WHAT YOU SHOULD DO: A word-for-word copy of the lines from the one holding "One point goes on every instance of the vanity" through the final line of the records below is the only output asked for.

Collection entries:
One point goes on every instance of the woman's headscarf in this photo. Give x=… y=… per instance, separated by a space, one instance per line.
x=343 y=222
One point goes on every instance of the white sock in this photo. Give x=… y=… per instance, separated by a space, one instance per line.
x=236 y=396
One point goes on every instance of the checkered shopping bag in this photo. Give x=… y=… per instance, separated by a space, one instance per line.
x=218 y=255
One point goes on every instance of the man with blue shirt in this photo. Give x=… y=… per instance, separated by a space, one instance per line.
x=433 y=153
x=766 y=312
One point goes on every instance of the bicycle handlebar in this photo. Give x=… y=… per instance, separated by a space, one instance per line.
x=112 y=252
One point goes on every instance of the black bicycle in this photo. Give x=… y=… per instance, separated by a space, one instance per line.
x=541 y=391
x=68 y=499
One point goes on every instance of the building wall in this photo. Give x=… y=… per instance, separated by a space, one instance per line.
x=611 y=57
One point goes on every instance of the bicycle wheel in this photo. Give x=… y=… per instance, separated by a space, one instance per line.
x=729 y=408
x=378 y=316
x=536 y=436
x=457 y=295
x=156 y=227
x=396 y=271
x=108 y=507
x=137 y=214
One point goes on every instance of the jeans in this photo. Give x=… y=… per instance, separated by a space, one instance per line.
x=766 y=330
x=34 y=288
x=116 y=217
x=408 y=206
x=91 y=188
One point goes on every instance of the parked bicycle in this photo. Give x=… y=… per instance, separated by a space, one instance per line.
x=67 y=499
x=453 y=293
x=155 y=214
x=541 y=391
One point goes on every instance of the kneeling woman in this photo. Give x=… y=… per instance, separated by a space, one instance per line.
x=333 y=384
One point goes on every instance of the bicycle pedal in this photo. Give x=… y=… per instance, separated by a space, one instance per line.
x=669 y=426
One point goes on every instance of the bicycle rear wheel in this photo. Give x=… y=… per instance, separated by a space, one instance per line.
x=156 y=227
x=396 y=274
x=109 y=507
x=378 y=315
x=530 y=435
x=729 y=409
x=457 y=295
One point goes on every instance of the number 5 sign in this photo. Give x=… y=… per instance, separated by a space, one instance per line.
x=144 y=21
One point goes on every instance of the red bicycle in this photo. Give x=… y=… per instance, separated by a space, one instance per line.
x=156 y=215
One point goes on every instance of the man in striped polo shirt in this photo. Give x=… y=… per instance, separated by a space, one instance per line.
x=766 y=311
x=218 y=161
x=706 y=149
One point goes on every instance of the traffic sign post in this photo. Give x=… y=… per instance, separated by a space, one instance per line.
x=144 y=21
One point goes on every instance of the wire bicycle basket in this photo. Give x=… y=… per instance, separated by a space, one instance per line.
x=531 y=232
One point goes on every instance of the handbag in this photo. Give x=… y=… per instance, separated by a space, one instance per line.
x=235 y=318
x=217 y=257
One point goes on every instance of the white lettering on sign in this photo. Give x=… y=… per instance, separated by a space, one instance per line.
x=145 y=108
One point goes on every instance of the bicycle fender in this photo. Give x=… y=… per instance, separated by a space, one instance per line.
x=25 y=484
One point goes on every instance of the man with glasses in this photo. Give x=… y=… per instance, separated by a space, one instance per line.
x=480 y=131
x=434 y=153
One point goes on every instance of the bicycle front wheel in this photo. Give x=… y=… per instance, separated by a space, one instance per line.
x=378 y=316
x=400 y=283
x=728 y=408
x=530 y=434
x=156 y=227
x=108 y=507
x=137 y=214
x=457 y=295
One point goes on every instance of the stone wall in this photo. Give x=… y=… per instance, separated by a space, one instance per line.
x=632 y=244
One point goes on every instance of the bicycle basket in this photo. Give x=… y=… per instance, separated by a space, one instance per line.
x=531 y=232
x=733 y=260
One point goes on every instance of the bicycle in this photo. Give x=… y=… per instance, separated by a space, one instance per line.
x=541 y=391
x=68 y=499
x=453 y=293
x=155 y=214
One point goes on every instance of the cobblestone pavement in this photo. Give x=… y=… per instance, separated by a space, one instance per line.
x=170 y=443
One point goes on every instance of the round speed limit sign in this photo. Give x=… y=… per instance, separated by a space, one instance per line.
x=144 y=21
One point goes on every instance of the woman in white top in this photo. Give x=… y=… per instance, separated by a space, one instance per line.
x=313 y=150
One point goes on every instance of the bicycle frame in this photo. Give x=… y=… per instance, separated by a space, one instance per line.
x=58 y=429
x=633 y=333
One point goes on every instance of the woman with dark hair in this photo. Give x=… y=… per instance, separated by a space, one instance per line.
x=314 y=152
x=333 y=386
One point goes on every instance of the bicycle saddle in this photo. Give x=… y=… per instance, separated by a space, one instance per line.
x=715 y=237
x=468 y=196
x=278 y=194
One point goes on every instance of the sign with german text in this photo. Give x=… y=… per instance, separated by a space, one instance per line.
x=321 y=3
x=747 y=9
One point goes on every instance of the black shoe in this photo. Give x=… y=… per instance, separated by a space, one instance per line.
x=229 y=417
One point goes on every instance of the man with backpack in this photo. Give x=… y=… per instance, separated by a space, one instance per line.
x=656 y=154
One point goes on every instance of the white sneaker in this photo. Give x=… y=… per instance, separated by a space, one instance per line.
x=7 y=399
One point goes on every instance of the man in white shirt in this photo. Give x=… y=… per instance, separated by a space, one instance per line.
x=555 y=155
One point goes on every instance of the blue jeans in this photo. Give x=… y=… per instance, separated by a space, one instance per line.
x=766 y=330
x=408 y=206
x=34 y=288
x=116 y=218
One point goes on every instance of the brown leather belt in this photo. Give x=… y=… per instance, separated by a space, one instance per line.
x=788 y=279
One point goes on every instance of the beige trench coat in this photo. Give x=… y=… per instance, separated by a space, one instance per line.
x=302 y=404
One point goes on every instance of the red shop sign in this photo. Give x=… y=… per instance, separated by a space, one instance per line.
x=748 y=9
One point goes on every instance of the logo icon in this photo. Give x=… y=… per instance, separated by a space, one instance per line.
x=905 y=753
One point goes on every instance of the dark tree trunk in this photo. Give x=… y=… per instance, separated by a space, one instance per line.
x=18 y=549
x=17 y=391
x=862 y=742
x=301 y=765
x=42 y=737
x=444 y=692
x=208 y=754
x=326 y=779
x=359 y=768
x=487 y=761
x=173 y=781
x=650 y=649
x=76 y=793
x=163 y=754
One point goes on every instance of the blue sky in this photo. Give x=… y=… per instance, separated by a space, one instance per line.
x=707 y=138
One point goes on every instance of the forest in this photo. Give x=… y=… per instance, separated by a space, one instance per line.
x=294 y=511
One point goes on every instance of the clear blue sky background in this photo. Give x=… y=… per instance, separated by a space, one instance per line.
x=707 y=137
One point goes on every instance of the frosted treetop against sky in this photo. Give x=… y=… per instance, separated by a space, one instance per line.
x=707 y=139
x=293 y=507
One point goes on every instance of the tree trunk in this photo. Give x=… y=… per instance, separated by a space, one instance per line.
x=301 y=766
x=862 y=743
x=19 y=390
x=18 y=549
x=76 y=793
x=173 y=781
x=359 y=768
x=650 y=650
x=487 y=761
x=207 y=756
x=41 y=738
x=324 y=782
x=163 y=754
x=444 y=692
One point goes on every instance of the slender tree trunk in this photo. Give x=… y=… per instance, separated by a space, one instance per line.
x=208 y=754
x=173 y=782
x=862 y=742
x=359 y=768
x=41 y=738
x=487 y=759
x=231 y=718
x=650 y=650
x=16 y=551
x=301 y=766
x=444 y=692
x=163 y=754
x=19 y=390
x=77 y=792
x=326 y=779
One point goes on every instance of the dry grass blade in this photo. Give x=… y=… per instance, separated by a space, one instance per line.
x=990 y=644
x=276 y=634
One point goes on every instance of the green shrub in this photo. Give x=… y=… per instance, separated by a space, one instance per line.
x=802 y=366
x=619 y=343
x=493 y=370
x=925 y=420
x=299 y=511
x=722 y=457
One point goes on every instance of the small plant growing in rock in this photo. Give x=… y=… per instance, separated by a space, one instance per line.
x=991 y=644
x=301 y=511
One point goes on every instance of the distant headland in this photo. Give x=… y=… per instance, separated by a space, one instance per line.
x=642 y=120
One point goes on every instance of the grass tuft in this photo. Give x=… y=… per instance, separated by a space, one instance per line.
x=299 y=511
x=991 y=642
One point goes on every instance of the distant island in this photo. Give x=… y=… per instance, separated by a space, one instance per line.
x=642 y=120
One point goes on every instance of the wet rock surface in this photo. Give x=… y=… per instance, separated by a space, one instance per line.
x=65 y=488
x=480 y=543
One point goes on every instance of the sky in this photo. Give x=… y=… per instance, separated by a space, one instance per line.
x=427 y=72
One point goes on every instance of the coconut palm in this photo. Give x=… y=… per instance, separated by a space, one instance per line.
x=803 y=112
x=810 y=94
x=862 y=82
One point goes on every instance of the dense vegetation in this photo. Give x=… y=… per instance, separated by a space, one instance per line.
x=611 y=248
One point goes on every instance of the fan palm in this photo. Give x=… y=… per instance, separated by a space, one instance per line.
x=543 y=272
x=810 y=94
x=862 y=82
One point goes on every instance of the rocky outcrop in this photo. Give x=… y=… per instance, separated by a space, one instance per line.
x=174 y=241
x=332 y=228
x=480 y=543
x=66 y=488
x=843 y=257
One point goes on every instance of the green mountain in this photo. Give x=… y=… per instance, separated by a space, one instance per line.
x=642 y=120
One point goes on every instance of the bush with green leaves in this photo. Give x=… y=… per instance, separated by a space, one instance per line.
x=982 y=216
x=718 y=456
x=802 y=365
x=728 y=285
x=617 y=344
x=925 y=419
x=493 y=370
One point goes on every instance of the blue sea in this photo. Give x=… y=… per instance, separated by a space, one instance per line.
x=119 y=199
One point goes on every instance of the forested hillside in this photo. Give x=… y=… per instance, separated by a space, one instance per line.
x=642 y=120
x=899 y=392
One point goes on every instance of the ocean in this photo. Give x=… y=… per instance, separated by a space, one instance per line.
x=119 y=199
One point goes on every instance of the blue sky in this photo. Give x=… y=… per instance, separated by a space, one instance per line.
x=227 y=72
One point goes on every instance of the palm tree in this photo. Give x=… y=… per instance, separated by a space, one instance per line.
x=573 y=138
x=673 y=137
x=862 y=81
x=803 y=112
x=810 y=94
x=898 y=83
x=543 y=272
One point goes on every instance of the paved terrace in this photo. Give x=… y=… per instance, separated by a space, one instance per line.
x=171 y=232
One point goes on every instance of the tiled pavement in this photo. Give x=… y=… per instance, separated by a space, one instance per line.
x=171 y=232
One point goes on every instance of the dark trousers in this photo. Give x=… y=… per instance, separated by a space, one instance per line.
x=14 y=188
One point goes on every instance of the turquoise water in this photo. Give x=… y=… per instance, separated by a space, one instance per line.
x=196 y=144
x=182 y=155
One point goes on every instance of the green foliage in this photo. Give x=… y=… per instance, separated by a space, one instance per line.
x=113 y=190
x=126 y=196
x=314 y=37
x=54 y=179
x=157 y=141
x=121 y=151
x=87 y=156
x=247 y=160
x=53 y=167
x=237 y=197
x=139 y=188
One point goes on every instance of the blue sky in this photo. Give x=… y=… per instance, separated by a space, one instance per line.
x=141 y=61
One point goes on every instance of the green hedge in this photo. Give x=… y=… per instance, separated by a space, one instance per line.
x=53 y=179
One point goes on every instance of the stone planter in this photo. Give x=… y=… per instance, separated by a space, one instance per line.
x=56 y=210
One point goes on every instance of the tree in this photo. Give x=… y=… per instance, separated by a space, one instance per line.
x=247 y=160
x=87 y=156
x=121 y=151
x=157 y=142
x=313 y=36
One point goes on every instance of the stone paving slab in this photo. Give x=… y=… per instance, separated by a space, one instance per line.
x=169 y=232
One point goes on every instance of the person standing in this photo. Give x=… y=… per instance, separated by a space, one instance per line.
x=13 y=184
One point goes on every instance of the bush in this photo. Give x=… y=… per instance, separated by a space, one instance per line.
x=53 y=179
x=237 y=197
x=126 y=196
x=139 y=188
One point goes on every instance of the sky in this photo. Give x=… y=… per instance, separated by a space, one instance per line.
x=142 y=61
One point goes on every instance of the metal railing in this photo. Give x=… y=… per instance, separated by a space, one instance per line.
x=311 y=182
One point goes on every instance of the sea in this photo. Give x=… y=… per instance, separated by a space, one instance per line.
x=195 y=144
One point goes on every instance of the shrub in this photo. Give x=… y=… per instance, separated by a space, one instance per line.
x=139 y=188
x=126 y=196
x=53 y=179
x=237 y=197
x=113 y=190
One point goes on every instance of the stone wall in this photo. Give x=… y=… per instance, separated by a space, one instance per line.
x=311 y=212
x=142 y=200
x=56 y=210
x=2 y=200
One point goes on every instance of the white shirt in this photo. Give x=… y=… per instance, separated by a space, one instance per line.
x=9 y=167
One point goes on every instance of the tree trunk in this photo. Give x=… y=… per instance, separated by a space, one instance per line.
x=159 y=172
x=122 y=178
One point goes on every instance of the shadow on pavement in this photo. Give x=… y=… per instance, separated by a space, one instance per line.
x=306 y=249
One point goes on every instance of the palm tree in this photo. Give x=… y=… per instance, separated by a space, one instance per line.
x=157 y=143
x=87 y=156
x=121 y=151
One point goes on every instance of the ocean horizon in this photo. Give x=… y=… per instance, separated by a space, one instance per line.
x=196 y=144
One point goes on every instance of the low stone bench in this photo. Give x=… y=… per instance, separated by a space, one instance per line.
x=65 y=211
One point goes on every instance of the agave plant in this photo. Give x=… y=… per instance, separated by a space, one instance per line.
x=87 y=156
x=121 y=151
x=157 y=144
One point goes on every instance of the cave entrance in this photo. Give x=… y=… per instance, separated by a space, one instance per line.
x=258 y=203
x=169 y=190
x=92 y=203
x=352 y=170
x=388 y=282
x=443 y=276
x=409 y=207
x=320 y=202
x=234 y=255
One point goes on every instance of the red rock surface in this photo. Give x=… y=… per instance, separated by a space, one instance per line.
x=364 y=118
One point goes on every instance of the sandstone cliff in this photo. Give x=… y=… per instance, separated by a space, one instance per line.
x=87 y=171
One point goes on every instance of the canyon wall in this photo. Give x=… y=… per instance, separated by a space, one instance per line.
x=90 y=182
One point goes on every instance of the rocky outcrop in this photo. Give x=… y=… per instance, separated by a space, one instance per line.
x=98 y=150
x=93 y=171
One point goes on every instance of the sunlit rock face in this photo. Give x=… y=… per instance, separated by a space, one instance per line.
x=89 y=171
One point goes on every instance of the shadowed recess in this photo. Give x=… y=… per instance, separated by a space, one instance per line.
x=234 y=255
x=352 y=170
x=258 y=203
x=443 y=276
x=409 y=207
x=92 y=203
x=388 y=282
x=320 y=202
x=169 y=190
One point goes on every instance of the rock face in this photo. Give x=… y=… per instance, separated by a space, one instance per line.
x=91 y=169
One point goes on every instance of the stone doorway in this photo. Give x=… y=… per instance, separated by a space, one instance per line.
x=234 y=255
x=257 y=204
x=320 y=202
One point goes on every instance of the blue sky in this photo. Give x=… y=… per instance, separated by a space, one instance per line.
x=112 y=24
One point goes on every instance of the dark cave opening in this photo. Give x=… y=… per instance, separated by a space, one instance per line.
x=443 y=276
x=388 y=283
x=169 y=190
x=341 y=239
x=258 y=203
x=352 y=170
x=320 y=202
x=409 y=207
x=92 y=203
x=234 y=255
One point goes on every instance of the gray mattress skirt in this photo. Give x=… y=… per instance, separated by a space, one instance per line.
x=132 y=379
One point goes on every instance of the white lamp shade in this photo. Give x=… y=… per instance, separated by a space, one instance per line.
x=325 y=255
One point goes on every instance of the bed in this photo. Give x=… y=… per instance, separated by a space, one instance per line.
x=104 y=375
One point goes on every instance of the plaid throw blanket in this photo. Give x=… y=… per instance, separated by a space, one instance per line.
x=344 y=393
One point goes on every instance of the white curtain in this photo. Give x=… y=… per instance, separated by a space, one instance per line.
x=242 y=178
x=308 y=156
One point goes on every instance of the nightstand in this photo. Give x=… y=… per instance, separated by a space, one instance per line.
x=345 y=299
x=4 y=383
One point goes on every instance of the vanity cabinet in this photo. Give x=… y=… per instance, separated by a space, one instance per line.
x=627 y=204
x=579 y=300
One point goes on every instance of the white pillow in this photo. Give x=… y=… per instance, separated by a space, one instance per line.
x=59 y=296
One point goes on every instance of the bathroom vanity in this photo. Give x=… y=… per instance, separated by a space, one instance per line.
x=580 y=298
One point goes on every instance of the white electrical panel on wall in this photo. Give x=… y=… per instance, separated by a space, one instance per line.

OUTPUT FOR THIS EXERCISE:
One point goes on every instance of the vanity cabinet in this photo. Give x=… y=… per instance, separated by a space, one instance per line.
x=627 y=204
x=579 y=300
One point goes on every instance of the white pillow in this photo. Give x=… y=… per instance, separated by a space, one instance per line.
x=59 y=296
One point goes on every instance of the bathroom vanity in this photo. Give x=… y=… per instance, separated by a space, one instance per line.
x=580 y=298
One point goes on every instance of the white electrical panel on wall in this photo. Give x=… y=… per instance, separated by a space, one instance per line.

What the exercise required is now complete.